» ЗАДАНИЕ A: Оформите строки перечня в виде таблицы Markdown со столбцами «Номер» и «Строка». Возьмите строки начиная со строки перечня, содержащей «One marker belongs on each instance of the grassy», и заканчивая последней строкой перечня включительно, а пустые строки пропустите.
..........
Антропологические особенности осетин свидетельствуют о местных истоках этногенеза на его древнейшем этапе; переход на иранскую речь и усвоение иранской культуры (что в целом бесспорно и демонстрируется целой серией этнографических наблюдений над самыми разными сторонами осетинской культуры 48) могли происходить и без значительного включения инородного населения. Таким образом, все три категории рассматриваемых нами фактов отражают реальные события этногенеза и этнической истории осетинского народа, но события эти относятся к разным этапам его истории: те, которые отражаются в антропологическом
составе,— древнейшие, а те, которые реконструируются при помощи лингвистических данных и этногенетических преданий,— более поздние.

Соседние с осетинами тюркоязычные народы — балкарцы и карачаевцы сходны с ними антропологически. Им свойственны те же признаки, одновременно типичные для центральнокавказских народов местного происхождения 49. По аналогии с осетинами это обстоятельство трудно истолковать иначе, как свидетельство местного, кавказского происхождения балкарцев и карачаевцев 50. В их языке Н. Я. Марром и В. И. Абаевым выявлен местный, кавказский субстрат 51, но в целом его принадлежность к тюркской языковой семье бесспорна, и внутри этой семьи он занимает равноправное место рядом с другими тюркскими языками 52.

Наряду с нартским эпосом у балкарцев и карачаевцев есть если не этногенетические в полном смысле слова, то фамильные предания, связывающие происхождение отдельных семей с тюркоязычными народами северокавказских степей, проживавшими там в эпоху средневековья 53. Следовательно, и здесь антропология говорит о местном, а лингвистика и фольклор — о пришлом происхождении народа. И в этом случае противоречие между разными историческими источниками легко понять, если предполжить, что они отражают разные этапы истории балкарцев и карачаевцев: антропологические данные — древнейший этап, лингвистика и фольклор — позднейший, осуществившийся без значительных брачных контактов с инородным тюркоязычным населением, но под его огромным культурным влиянием.
..........
» ЗАДАНИЕ B: Допишите следующую часть отрывка о происхождении осетин, балкарцев и карачаевцев.

» ИСХОДНЫЕ ДАННЫЕ:
..........
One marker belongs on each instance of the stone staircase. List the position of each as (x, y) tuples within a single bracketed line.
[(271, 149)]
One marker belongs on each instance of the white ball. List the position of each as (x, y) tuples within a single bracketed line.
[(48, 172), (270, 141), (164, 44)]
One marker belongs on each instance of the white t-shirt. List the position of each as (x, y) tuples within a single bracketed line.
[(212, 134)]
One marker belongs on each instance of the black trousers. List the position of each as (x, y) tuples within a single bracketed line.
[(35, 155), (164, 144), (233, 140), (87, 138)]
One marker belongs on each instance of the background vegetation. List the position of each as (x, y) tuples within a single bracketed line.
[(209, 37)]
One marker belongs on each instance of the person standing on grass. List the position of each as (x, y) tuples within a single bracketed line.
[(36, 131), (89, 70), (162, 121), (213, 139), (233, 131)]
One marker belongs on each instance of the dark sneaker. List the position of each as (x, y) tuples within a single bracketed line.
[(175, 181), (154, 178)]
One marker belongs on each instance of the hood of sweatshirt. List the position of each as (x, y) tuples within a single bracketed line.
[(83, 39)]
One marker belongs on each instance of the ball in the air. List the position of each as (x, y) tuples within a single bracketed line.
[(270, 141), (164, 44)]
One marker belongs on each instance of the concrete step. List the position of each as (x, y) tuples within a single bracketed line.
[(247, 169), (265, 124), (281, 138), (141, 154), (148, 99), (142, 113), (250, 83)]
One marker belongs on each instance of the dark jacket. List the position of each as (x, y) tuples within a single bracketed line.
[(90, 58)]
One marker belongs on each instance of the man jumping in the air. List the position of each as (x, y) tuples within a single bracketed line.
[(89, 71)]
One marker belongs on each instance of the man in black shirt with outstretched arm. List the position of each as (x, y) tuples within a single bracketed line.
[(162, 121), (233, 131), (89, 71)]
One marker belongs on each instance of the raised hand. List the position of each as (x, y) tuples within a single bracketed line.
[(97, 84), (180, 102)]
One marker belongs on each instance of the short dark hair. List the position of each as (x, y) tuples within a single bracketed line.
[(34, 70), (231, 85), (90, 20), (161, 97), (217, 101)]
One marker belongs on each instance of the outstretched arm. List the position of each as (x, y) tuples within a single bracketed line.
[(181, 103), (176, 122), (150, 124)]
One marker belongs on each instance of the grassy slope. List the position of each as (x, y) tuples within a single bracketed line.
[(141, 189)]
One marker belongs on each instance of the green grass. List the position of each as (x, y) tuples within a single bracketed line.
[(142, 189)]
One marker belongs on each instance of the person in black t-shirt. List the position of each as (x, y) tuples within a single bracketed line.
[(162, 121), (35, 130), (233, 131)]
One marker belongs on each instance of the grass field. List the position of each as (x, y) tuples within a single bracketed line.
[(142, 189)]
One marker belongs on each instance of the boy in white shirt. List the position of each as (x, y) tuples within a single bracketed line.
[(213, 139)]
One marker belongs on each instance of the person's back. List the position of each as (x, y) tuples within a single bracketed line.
..........
» ПРАВИЛЬНЫЙ ОТВЕТ A:
| Номер | Строка |
|---|---|
| 1 | One marker belongs on each instance of the grassy slope. List the position of each as (x, y) tuples within a single bracketed line. |
| 2 | [(141, 189)] |
| 3 | One marker belongs on each instance of the green grass. List the position of each as (x, y) tuples within a single bracketed line. |
| 4 | [(142, 189)] |
| 5 | One marker belongs on each instance of the person in black t-shirt. List the position of each as (x, y) tuples within a single bracketed line. |
| 6 | [(162, 121), (35, 130), (233, 131)] |
| 7 | One marker belongs on each instance of the grass field. List the position of each as (x, y) tuples within a single bracketed line. |
| 8 | [(142, 189)] |
| 9 | One marker belongs on each instance of the boy in white shirt. List the position of each as (x, y) tuples within a single bracketed line. |
| 10 | [(213, 139)] |
| 11 | One marker belongs on each instance of the person's back. List the position of each as (x, y) tuples within a single bracketed line. |

» ПРАВИЛЬНЫЙ ОТВЕТ B:
В ситуации IV возможно и такое положение, когда именно антропологические данные наводят на мысль о пришлом происхождении, тогда как лингвистика и этногенетические предания помогают проследить местные истоки этногенеза. Примером может служить этногенетическая информация об эскимосах. Она сейчас довольно полна, охватывает почти все территориальные группы эскимосов, разбросанные по огромному ареалу от крайнего северо-востока Азии до Гренландии, и допускает хронологическое датирование благодаря хорошему состоянию археологической документации.

Н. Н. Чебоксаров высказывал плодотворную идею о распаде древней монголоидной общности на два ствола — тихоокеанских и континентальных монголоидов 54. Эта идея получила признание во многих последующих классификациях монголоидной расы и в настоящее время пользуется поддержкой среди советских антропологов 55. Согласно этой идее, арктические монголоиды объединяются и таксономически и генетически с южными и восточными, образуя тихоокеанский ствол и противопоставляясь континентальным группам монголоидных популяций. Соматологические аргументы в пользу такого объединения — сравнительно темная кожа у эскимосов, краниологические аргументы — значительный общий и альвеолярный прогнатизм на эскимосских черепах. Таким образом,
антропологические особенности эскимосов, несомненно, указывают на их южное происхождение.

Эскимосский язык объединяется с алеутским в изолированную эскоалеутскую семью 56. Оба языка обнаруживают реальные грамматические и лексические параллели, но не имеют никаких аналогий с другими языками. Их изолированное положение наводит на мысль, что эскимосский язык, а с ним и народ образовались где-то в пределах того же ареала, который они занимают в настоящее время, и что инородные влияния играли в их становлении минимальную роль. Этногенетические предания эскимосов, особенно богато представленные в публикациях К. Расмуссена 57 также не выводят эскимосов за пределы их нынешнего ареала.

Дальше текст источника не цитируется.